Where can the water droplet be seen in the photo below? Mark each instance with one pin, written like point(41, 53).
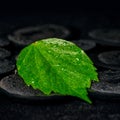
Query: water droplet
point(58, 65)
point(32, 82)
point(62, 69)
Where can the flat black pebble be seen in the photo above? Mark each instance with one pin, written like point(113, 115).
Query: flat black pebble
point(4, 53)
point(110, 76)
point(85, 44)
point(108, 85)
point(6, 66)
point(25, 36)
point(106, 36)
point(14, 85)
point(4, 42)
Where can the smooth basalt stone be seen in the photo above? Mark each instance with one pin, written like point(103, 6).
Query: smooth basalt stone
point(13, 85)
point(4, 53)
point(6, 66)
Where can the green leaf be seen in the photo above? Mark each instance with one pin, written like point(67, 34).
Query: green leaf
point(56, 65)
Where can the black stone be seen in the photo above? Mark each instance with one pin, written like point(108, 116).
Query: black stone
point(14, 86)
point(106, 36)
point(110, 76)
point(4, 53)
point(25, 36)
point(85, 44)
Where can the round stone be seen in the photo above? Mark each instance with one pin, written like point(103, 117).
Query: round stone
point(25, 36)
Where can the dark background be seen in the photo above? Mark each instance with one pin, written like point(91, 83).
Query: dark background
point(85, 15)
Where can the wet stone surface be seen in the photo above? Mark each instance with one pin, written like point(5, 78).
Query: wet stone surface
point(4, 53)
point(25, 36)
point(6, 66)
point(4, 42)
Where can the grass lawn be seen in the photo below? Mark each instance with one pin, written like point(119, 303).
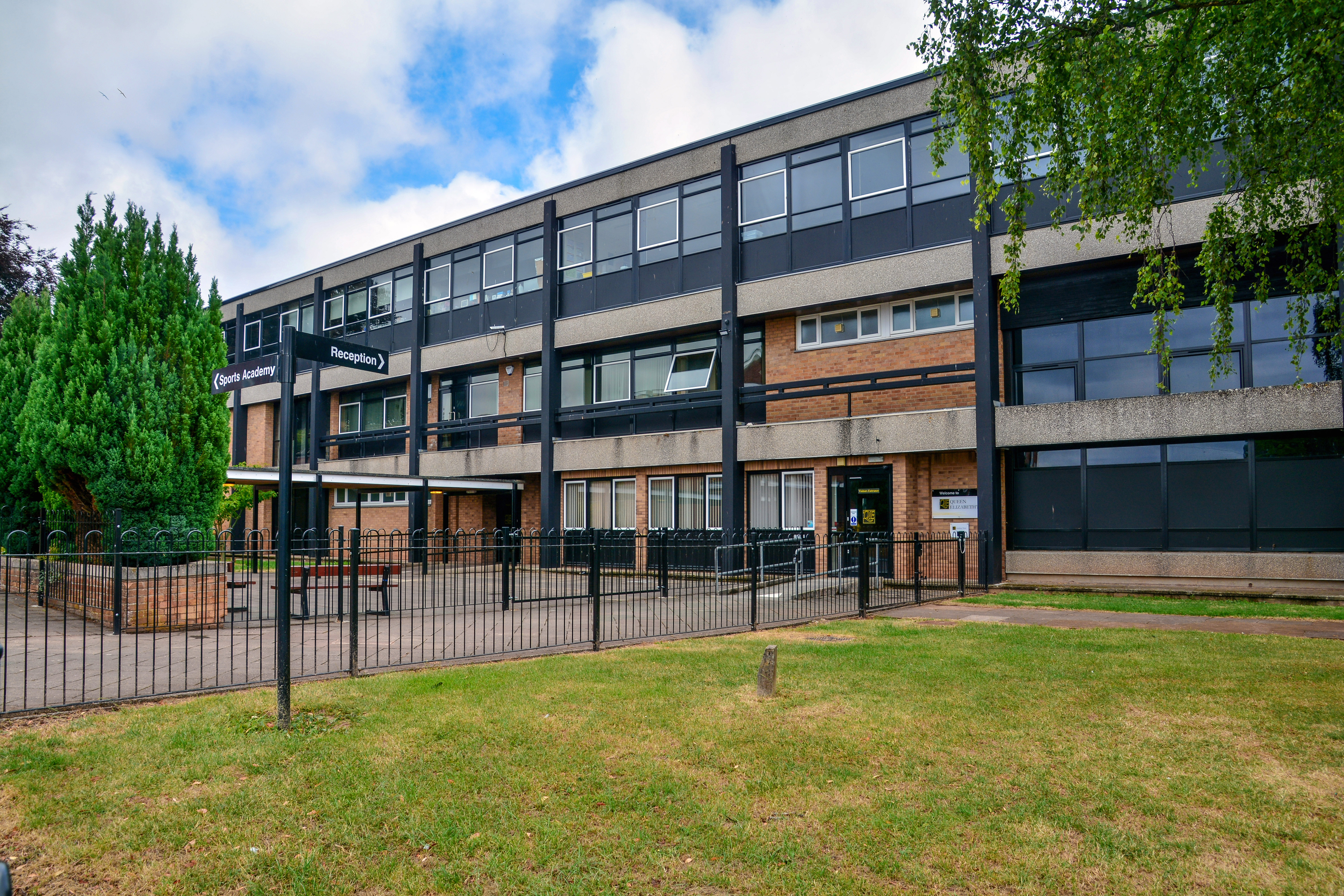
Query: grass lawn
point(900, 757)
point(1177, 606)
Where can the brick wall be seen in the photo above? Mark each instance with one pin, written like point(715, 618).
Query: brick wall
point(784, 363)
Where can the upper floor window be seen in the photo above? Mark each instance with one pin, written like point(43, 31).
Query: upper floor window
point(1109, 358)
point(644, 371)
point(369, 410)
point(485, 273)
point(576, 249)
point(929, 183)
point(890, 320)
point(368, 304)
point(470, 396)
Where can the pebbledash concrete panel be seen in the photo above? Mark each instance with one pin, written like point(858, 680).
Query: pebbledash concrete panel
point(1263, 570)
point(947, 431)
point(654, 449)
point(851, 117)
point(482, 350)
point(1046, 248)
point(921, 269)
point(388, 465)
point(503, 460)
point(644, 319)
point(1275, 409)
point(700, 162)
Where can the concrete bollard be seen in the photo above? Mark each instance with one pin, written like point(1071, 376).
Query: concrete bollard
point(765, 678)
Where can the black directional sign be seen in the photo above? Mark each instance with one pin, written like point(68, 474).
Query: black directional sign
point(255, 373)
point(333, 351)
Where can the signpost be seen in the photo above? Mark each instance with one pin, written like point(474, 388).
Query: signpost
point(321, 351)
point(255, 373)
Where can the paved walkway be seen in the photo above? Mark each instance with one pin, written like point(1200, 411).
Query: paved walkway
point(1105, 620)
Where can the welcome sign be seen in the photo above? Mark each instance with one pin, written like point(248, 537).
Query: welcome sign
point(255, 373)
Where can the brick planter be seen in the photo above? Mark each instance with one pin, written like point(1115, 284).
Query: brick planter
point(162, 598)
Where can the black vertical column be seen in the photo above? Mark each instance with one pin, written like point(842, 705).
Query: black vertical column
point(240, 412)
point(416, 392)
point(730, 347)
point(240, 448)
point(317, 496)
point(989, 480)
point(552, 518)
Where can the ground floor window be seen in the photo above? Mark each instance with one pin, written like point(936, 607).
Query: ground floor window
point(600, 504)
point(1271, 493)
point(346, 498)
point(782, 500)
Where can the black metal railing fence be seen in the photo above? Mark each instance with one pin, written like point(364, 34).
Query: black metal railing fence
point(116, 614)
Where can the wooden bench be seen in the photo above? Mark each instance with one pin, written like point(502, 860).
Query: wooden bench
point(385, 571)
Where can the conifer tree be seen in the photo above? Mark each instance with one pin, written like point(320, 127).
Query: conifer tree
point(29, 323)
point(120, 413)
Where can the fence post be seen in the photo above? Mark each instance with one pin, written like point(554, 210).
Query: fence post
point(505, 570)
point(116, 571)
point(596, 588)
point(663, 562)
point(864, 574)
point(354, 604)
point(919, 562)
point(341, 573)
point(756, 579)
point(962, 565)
..........
Can you write out every one of the records above word for word, leaving the pictures out of your answer?

* **CORRECT RESULT**:
Where can the water droplet be seen in the photo below? Mark each instance with one pin, written like point(41, 53).
Query: water droplet
point(58, 65)
point(32, 82)
point(62, 69)
Where can the flat black pebble be seen in the photo above? Mark each instance with one pin, written like point(113, 115).
Query: flat black pebble
point(4, 53)
point(110, 76)
point(85, 44)
point(108, 85)
point(6, 66)
point(25, 36)
point(106, 36)
point(14, 85)
point(4, 42)
Where can the smooth basalt stone be seen in the photo above? Mark each instance with one pin, written like point(103, 6).
Query: smooth basalt stone
point(13, 85)
point(4, 53)
point(6, 66)
Where can the green leaf be seen in the photo above? Mark each instance with one pin, written like point(67, 34).
Query: green leaf
point(56, 65)
Where can the black stone be seen in the photo above? Mark each instance with one pin, written like point(108, 116).
Query: black stone
point(14, 86)
point(106, 36)
point(110, 76)
point(4, 53)
point(25, 36)
point(85, 44)
Where can the round stone be seen in the photo above? Mark each instance with one pin, written like point(103, 117).
Query: round stone
point(25, 36)
Where can the dark background be seen in the photo above? Mark each instance with one pin, written like point(91, 83).
Query: dark background
point(85, 15)
Where can the wet stone surface be seen in the photo above? Mark each instance with one pin, written like point(5, 78).
Query: wet stone surface
point(4, 53)
point(25, 36)
point(6, 66)
point(4, 42)
Where can the grass lawn be seen in the photo below? Mark each instance with one pin, written like point(119, 303).
Query: grass lawn
point(900, 757)
point(1177, 606)
Where can the brick wall be seen in the photo above? Mark each instance with one pin, written like point(715, 618).
Query: brick wall
point(784, 363)
Where can the upper floor window be seen in the photo above? Mark each instance with one pin, written like point(43, 31).
Query: upper floor window
point(1109, 358)
point(644, 371)
point(369, 410)
point(485, 273)
point(576, 249)
point(929, 183)
point(890, 320)
point(368, 304)
point(470, 396)
Where can the pebbledash concrete panel be seen in the photo above? Mark each instance with one pin, written like point(858, 680).
Query: pebbledash concrete panel
point(1263, 570)
point(947, 431)
point(654, 449)
point(851, 117)
point(482, 350)
point(1046, 248)
point(921, 269)
point(388, 465)
point(503, 460)
point(644, 319)
point(1275, 409)
point(700, 162)
Where can the concrete bollard be seen in the photo above? Mark each instance with one pin, written like point(1071, 376).
Query: concrete bollard
point(765, 678)
Where can the black directional sign be seen in the photo above? Mark each instance with one pin, written like point(68, 474).
Query: black directional sign
point(255, 373)
point(333, 351)
Where can the signpost be seen in the photo above? Mark each instance with one pin, written like point(474, 388).
Query: signpost
point(321, 351)
point(255, 373)
Where can the paved walkway be seen in the photo above? Mark each instance with one pin, written like point(1200, 411).
Query: paved walkway
point(1105, 620)
Where can the welcome sign be seen in the photo above? Mark each instance with one pin, written like point(248, 537).
Query: welcome sign
point(255, 373)
Where can the brick planter be seen in the photo above? Mark each instance with one pin, written like point(1115, 284).
Query: brick planter
point(162, 598)
Where can the black vertical column be seen in the photo above? Mark each instance with one pin, written like point(842, 705).
Query: black vertical column
point(240, 412)
point(416, 392)
point(730, 347)
point(240, 448)
point(317, 496)
point(989, 480)
point(552, 518)
Where can the ground floor window be seen in the photo above? Mark each instance with one pin, written like point(936, 607).
Query: ground floor window
point(600, 504)
point(1271, 493)
point(346, 498)
point(782, 500)
Where can the black metal railing fence be seen in the photo above? Mark each instance with one pin, written like point(364, 34).
Query: black metal railing fence
point(116, 614)
Where can the wooden bench be seen in the photo above? Mark each instance with one pin, written like point(502, 860).
Query: wooden bench
point(385, 571)
Where can the conifer tree be seen in the photo above? Mark each instance with one pin, written like point(320, 127).
Query: conifer tree
point(29, 323)
point(120, 413)
Where can the fence post be seen in the photo above? Mark each instance with one pin, written like point(554, 210).
Query: fence post
point(505, 570)
point(116, 571)
point(596, 588)
point(663, 562)
point(864, 574)
point(354, 604)
point(919, 562)
point(341, 573)
point(756, 579)
point(962, 565)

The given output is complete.